**Vorgegebener Text**
Kassel: Was haben Sie denn da ganz genau abgefragt bei der Beurteilung von Langzeitarbeitlosen? Haben Sie gefragt, leben die auf unsere Kosten, haben sie gefragt, sind das Menschen zweiter Klasse? Wie kommen Sie denn jetzt zu diesen Schlüssen?
Heitmeyer: Ja, das sind natürlich eine ganze Reihe von Fragestellungen, die wir ihnen gestellt haben. Das geht über die Frage, ob sie selbst schuld sind, wenn sie keine Stelle finden, oder dass sie nicht wirklich interessiert sind, überhaupt einen Job zu finden usw. Das sind solche Dinge, das heißt, generalisierende Stereotype, wenn Sie so wollen, die den Langzeitarbeitslosen unabhängig von ihrem individuellen Schicksal dann entgegengeschleudert werden.
Kassel: Kann man aus den Antworten, die Sie in diesem Zusammenhang und in ähnlichen bekommen haben, tatsächlich schließen, dass wir immer zunehmend in einer konkurrenzbasierten Gesellschaft leben, also dass dieses Leistungsprinzip, das ja, obwohl es einen Linksruck gibt und das viele Leute im Kopf vielleicht ablehnen, dass dieses Leistungsprinzip im Alltag immer wichtiger wird?
Heitmeyer: Das kann man durchaus feststellen, denn wir ermitteln, dass auf der einen Seite ja die Angst bei Arbeitslosigkeit und damit parallel auch zum Teil die konkurrenzbasierte Fremdenfeindlichkeit abnimmt, und das ist kein Zufall, sondern das ist ein kausaler Zusammenhang. Auf der anderen Seite steigt aber das, was wir Flexibilitätszwang nennen, also auch die nahen sozialen Beziehungen zum Teil unter Nutzenkalkülen sehr viel stärker zu beachten, das heißt, ob es mir nützlich ist eigentlich, überhaupt noch soziale Beziehungen zu pflegen, das heißt, dass wirtschaftliche Kalküle, die im Rahmen der Wirtschaft durchaus angemessen sind, dann aber einsickern auch in soziale Lebenszusammenhänge. Und das, glaube ich, ist schon beunruhigend, denn wir können gleichzeitig dann auch Zusammenhänge feststellen mit den Menschen, die man dann nach Nutzenkalkülen beurteilen kann, also zugewanderte Fremde mit zum Teil niedrigen Qualifikationen oder Langzeitarbeitslose oder Obdachlose oder Behinderte. Und das signalisiert uns doch ein erhebliches Problemfeld.

**Datenzeilen**
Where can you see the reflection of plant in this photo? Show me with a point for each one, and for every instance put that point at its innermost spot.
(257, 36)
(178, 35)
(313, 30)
==
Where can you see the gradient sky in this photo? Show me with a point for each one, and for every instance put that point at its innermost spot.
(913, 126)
==
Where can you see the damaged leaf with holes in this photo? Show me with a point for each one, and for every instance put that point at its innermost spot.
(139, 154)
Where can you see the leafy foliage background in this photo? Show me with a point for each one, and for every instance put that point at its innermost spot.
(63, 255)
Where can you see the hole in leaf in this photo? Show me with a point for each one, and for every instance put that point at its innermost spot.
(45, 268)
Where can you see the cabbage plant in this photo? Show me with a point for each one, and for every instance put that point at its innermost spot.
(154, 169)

**Aufgabe 1**
Gib aus dem Interview über Langzeitarbeitslose den Abschnitt wortgetreu wieder, beginnend mit "Kassel: Kann man" und weiter bis einschließlich "immer wichtiger wird?".
**Aufgabe 2**
Führe das Interview über Langzeitarbeitslose im Anschluss an seinen letzten Satz fort.

**Erwartete Ausgabe 1**
Kassel: Kann man aus den Antworten, die Sie in diesem Zusammenhang und in ähnlichen bekommen haben, tatsächlich schließen, dass wir immer zunehmend in einer konkurrenzbasierten Gesellschaft leben, also dass dieses Leistungsprinzip, das ja, obwohl es einen Linksruck gibt und das viele Leute im Kopf vielleicht ablehnen, dass dieses Leistungsprinzip im Alltag immer wichtiger wird?

**Erwartete Ausgabe 2**
Kassel: Kommen wir also zurück auf diese klassischen Formen der Menschenfeindlichkeit, an die man immer sofort denkt – Sie haben es ja erwähnt, ein Teil Ihrer Untersuchung, ein großer Teil ist natürlich die Fremdenfeindlichkeit, Rassismus, Antisemitismus. Wie verteilt sich denn das geografisch nach den neuesten Ergebnissen in Deutschland?
Heitmeyer: Es ist in der Tat so, wenn man die Ost-West-Schiene betritt, dann zeigen sich die Unterschiede bei der Fremdenfeindlichkeit und beim Rassismus, das heißt, die Werte in Ostdeutschland sind dort signifikant höher. Während andererseits übrigens der Sexismus im Westen höher ist als im Osten.
Kassel: Was sagen denn die neuesten Ergebnisse Ihrer Langzeitstudie zu den Möglichkeiten, Fremdenfeindlichkeit und viele andere Formen der Menschenfeindlichkeit zu bekämpfen, zu Präventionsmaßnahmen, zu dem, was gemacht wurde, was gemacht werden muss? Kann man daraus, da es ja, auch wenn es in einigen Bereichen jetzt stagniert, alles in allem in vielen Bereichen auch zunimmt, kann man nicht sagen, man muss die Sache irgendwie anders angehen?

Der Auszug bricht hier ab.